## begin

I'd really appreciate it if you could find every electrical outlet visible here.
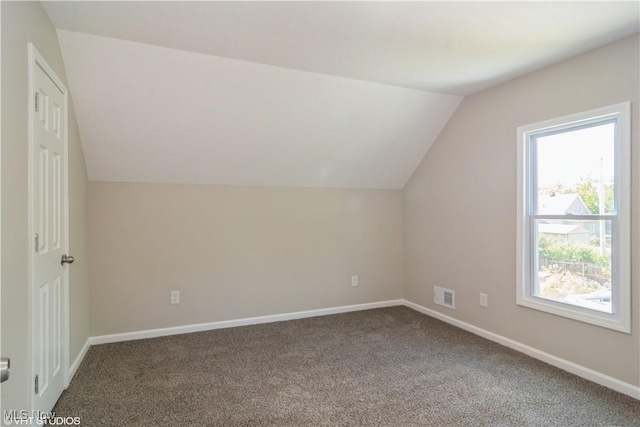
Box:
[171,291,180,304]
[480,294,487,307]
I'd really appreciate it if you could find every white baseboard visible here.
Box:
[67,337,91,384]
[403,300,640,400]
[91,299,404,345]
[69,299,640,400]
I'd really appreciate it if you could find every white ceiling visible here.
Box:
[44,1,639,189]
[45,1,639,95]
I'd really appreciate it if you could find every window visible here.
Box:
[517,102,631,333]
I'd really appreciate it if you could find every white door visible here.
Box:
[30,46,68,412]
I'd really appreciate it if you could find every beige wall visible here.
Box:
[0,2,89,410]
[404,35,640,385]
[89,182,403,336]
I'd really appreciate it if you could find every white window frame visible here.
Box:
[516,102,631,333]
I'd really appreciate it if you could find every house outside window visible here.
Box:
[517,103,631,333]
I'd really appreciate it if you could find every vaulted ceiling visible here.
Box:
[43,1,639,189]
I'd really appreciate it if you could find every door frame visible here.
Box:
[28,43,69,409]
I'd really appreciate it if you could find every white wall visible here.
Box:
[0,2,89,418]
[89,182,403,336]
[404,35,640,385]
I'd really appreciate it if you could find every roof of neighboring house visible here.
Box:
[538,193,591,215]
[538,224,589,234]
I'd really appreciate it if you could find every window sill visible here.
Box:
[516,296,631,334]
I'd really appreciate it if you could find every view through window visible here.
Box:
[533,123,616,313]
[516,102,631,333]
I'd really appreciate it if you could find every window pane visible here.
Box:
[534,219,612,313]
[534,123,615,215]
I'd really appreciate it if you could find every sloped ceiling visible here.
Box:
[44,2,638,189]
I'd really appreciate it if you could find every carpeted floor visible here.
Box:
[54,307,640,426]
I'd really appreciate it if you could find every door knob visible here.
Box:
[60,255,75,265]
[0,357,11,383]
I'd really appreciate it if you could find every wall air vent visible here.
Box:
[433,286,456,308]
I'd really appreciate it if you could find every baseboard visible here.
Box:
[67,337,91,384]
[90,299,404,345]
[403,300,640,400]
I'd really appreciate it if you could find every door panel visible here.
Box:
[31,55,68,413]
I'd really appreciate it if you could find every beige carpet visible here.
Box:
[55,307,640,426]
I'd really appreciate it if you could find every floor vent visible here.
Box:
[433,286,456,308]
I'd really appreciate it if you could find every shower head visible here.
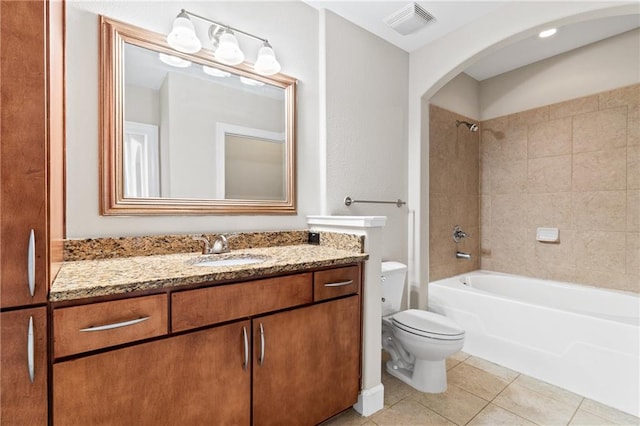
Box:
[456,120,478,132]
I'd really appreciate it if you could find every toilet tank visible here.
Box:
[380,262,407,316]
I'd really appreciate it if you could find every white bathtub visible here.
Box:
[429,271,640,416]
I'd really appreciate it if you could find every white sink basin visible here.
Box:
[194,257,266,266]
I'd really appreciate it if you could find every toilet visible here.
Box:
[381,262,464,393]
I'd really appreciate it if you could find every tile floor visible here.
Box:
[323,352,640,426]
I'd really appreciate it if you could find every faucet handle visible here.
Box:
[452,225,469,243]
[191,235,211,254]
[213,234,229,253]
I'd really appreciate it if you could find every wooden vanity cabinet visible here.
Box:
[53,265,361,426]
[253,296,360,426]
[53,320,251,426]
[0,0,65,426]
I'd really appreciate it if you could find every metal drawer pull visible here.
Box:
[27,229,36,297]
[242,327,249,371]
[258,323,264,366]
[27,316,36,383]
[324,280,353,287]
[80,317,151,331]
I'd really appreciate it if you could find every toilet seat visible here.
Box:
[391,309,464,340]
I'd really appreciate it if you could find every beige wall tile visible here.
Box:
[527,155,571,193]
[527,192,573,231]
[573,231,626,274]
[573,269,638,292]
[491,194,527,229]
[549,95,598,120]
[627,145,640,189]
[627,104,640,146]
[572,191,627,231]
[598,84,640,109]
[509,106,549,127]
[493,126,527,162]
[528,117,572,159]
[626,232,640,276]
[573,106,627,153]
[627,190,640,231]
[490,160,527,194]
[526,228,576,281]
[572,148,627,191]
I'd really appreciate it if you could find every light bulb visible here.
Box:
[253,41,280,75]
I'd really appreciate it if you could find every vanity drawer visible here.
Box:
[53,294,168,358]
[171,273,313,332]
[313,266,360,302]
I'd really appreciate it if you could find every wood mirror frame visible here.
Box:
[100,16,296,216]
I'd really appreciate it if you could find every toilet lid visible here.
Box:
[392,309,464,340]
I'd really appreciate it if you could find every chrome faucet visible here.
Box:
[193,234,229,254]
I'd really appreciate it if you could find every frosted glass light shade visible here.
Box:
[253,42,280,75]
[214,30,244,65]
[167,12,202,53]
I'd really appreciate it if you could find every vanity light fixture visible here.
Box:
[202,65,231,78]
[538,28,558,38]
[167,9,280,75]
[159,53,191,68]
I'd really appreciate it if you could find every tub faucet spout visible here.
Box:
[456,251,471,260]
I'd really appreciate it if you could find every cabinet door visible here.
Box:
[253,296,360,426]
[53,321,251,426]
[0,308,47,425]
[0,0,64,308]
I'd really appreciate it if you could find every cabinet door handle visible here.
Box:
[242,327,249,371]
[258,323,264,366]
[324,280,353,287]
[27,229,36,297]
[27,316,36,383]
[80,317,151,331]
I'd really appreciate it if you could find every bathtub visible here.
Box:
[428,271,640,416]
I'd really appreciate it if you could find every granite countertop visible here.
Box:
[49,244,368,302]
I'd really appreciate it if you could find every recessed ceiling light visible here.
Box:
[538,28,558,38]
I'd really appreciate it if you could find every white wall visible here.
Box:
[66,0,321,238]
[430,73,481,120]
[480,29,640,120]
[408,1,638,308]
[321,11,409,262]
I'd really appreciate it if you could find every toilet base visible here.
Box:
[386,360,447,393]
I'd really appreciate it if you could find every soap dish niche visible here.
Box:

## end

- Task requirements -
Copy out the records verbatim, starting with the line that contains "I'd really appreciate it if you could find every toilet tank" and going on through the line that contains "[429,271,640,416]".

- Problem solution -
I'd really appreciate it if you could find every toilet tank visible here.
Box:
[380,262,407,316]
I'd really appreciate it if you could find every white bathtub visible here.
Box:
[429,271,640,416]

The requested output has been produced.